### Set problem
Repeat every line of the records below word for word and character for character, changing nothing.

### Data for the task
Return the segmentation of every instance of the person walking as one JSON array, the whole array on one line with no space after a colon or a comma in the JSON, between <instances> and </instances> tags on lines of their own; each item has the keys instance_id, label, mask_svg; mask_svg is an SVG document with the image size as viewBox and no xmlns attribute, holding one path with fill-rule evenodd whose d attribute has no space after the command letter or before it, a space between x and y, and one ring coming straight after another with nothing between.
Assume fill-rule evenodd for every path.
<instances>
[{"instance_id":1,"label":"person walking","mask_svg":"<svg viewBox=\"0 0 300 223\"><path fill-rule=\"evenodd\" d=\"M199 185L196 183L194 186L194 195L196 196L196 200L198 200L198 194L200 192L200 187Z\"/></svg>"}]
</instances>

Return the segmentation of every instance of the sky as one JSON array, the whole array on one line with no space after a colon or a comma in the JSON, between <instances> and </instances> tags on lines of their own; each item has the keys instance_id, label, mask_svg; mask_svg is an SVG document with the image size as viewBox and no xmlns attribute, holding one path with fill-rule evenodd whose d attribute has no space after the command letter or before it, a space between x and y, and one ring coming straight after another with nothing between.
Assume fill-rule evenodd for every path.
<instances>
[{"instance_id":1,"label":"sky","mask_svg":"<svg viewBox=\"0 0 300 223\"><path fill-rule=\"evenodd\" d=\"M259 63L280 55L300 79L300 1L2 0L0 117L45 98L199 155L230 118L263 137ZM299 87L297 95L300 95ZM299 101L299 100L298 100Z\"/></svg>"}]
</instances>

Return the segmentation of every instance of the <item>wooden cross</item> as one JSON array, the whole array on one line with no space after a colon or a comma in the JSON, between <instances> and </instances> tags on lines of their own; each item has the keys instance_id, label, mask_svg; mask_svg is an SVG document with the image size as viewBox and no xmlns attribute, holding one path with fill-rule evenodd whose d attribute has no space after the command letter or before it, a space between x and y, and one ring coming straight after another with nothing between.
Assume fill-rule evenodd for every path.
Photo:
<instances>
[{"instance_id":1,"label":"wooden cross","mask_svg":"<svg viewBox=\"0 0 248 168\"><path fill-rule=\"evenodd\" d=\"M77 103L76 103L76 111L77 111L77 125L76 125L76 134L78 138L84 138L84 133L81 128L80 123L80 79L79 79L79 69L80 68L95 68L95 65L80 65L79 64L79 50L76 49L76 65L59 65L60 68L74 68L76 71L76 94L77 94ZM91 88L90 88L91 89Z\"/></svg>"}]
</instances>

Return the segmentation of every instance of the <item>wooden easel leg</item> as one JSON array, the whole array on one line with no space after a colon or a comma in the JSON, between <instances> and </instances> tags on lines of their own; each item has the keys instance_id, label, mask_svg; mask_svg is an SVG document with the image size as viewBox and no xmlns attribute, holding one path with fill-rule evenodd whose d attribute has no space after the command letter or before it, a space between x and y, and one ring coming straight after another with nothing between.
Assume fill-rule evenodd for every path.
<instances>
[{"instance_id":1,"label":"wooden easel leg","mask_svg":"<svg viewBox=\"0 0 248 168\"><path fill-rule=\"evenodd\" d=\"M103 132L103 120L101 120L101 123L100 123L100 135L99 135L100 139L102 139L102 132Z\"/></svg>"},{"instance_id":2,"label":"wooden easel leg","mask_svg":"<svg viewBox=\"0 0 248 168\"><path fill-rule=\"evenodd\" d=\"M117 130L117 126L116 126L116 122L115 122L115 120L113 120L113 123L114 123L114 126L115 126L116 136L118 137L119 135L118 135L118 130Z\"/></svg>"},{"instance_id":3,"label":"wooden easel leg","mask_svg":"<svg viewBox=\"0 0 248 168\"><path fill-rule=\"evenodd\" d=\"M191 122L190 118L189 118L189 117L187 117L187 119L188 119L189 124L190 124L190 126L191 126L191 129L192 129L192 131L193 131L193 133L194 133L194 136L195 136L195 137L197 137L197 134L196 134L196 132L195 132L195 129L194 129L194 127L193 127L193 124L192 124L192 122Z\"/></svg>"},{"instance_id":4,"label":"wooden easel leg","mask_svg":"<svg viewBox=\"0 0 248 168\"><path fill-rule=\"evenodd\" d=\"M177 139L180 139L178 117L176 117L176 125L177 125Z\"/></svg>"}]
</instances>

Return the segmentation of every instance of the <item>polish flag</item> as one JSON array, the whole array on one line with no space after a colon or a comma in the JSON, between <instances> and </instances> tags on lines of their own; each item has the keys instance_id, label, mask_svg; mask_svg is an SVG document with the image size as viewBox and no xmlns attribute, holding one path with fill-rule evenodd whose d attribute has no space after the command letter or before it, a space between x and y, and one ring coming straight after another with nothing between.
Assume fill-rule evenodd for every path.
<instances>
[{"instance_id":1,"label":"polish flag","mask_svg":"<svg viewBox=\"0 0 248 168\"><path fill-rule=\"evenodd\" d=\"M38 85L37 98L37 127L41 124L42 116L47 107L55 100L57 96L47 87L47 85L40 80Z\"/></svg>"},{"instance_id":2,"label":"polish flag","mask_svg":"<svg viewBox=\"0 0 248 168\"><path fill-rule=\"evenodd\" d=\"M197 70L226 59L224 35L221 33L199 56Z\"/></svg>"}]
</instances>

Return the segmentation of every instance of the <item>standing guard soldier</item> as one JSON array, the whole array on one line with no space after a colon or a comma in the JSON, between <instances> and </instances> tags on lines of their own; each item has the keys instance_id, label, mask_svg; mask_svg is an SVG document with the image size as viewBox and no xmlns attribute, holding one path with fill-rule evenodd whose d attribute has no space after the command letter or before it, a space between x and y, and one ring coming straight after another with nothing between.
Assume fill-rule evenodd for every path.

### Exercise solution
Return the segmentation of every instance of the person walking as one JSON array, the whole array on one line with no space after a colon or a comma in the JSON, between <instances> and </instances> tags on lines of their own; each item has the keys instance_id, label, mask_svg; mask_svg is an SVG document with the image size as viewBox and no xmlns attribute, holding one path with fill-rule evenodd whose d attribute has no space after the command letter or before it, a space between x and y, and one ring coming straight after another with nothing between.
Assume fill-rule evenodd for every path.
<instances>
[{"instance_id":1,"label":"person walking","mask_svg":"<svg viewBox=\"0 0 300 223\"><path fill-rule=\"evenodd\" d=\"M199 185L196 183L194 186L194 195L196 196L196 200L198 200L198 194L200 192L200 187Z\"/></svg>"}]
</instances>

Return the segmentation of every instance of the sky as one JSON array, the whole array on one line with no space after a colon or a comma in the JSON, between <instances> and </instances> tags on lines of their own; each item has the keys instance_id, label, mask_svg; mask_svg is an SVG document with the image size as viewBox and no xmlns attribute, holding one path with fill-rule evenodd whose d attribute has no space after the command letter or before it, a space between x and y, and one ring coming straight after another with nothing between.
Assume fill-rule evenodd for every path.
<instances>
[{"instance_id":1,"label":"sky","mask_svg":"<svg viewBox=\"0 0 300 223\"><path fill-rule=\"evenodd\" d=\"M259 63L280 55L300 79L300 1L2 0L0 117L45 98L199 155L230 118L263 137ZM299 87L297 95L300 95ZM299 101L299 100L298 100Z\"/></svg>"}]
</instances>

Return the segmentation of every instance of the <item>wooden cross</item> as one JSON array, the whole array on one line with no space after a colon or a comma in the JSON, between <instances> and </instances> tags on lines of their own; each item has the keys instance_id, label, mask_svg; mask_svg is an SVG document with the image size as viewBox and no xmlns attribute, holding one path with fill-rule evenodd whose d attribute has no space after the command letter or before it, a space between x and y, and one ring coming straight after another with nothing between.
Assume fill-rule evenodd for every path.
Photo:
<instances>
[{"instance_id":1,"label":"wooden cross","mask_svg":"<svg viewBox=\"0 0 248 168\"><path fill-rule=\"evenodd\" d=\"M77 103L76 103L76 111L77 111L77 125L76 125L76 134L78 138L84 138L84 133L81 128L80 123L80 79L79 79L79 69L80 68L95 68L95 65L80 65L79 64L79 50L76 49L76 65L59 65L60 68L74 68L76 71L76 94L77 94ZM91 88L90 88L91 89Z\"/></svg>"}]
</instances>

Return the segmentation of every instance of the <item>wooden easel leg</item> as one JSON array, the whole array on one line with no space after a colon or a comma in the JSON, between <instances> and </instances> tags on lines of their own; each item has the keys instance_id, label, mask_svg; mask_svg is an SVG document with the image size as viewBox and no xmlns attribute, holding one path with fill-rule evenodd whose d attribute has no space after the command letter or before it, a space between x and y, and one ring coming straight after another with nothing between.
Assume fill-rule evenodd for every path.
<instances>
[{"instance_id":1,"label":"wooden easel leg","mask_svg":"<svg viewBox=\"0 0 248 168\"><path fill-rule=\"evenodd\" d=\"M103 132L103 120L101 120L101 123L100 123L100 135L99 135L100 139L102 139L102 132Z\"/></svg>"},{"instance_id":2,"label":"wooden easel leg","mask_svg":"<svg viewBox=\"0 0 248 168\"><path fill-rule=\"evenodd\" d=\"M117 130L117 126L116 126L116 122L115 122L115 120L113 120L113 123L114 123L114 126L115 126L116 136L118 137L119 135L118 135L118 130Z\"/></svg>"},{"instance_id":3,"label":"wooden easel leg","mask_svg":"<svg viewBox=\"0 0 248 168\"><path fill-rule=\"evenodd\" d=\"M191 122L190 118L189 118L189 117L187 117L187 119L188 119L189 124L190 124L190 126L191 126L191 129L192 129L192 131L193 131L193 133L194 133L194 136L195 136L195 137L197 137L197 134L196 134L196 132L195 132L195 129L194 129L194 127L193 127L193 124L192 124L192 122Z\"/></svg>"},{"instance_id":4,"label":"wooden easel leg","mask_svg":"<svg viewBox=\"0 0 248 168\"><path fill-rule=\"evenodd\" d=\"M177 139L180 139L178 117L176 117L176 125L177 125Z\"/></svg>"}]
</instances>

Return the segmentation of every instance of the <item>polish flag</item> as one JSON array, the whole array on one line with no space after a colon or a comma in the JSON, between <instances> and </instances> tags on lines of their own; each item has the keys instance_id, label, mask_svg; mask_svg is an SVG document with the image size as viewBox and no xmlns attribute, holding one path with fill-rule evenodd whose d attribute has no space after the command letter or before it, a space between x and y, and one ring coming straight after another with nothing between.
Assume fill-rule evenodd for every path.
<instances>
[{"instance_id":1,"label":"polish flag","mask_svg":"<svg viewBox=\"0 0 248 168\"><path fill-rule=\"evenodd\" d=\"M38 85L37 98L37 127L41 124L42 116L47 107L55 100L57 96L47 87L47 85L40 80Z\"/></svg>"},{"instance_id":2,"label":"polish flag","mask_svg":"<svg viewBox=\"0 0 248 168\"><path fill-rule=\"evenodd\" d=\"M197 70L226 59L224 35L221 33L199 56Z\"/></svg>"}]
</instances>

Return the segmentation of every instance of the <item>standing guard soldier</item> as one JSON array, the whole array on one line with no space after a colon or a comma in the JSON, between <instances> and </instances> tags on lines of their own; each item has the keys instance_id, label, mask_svg; mask_svg is an SVG document with the image size as viewBox and no xmlns attribute, holding one path with fill-rule evenodd whose d attribute has no space after the command letter or before it, a space between x and y, and one ring coming straight after another with nothing between.
Assume fill-rule evenodd for every path.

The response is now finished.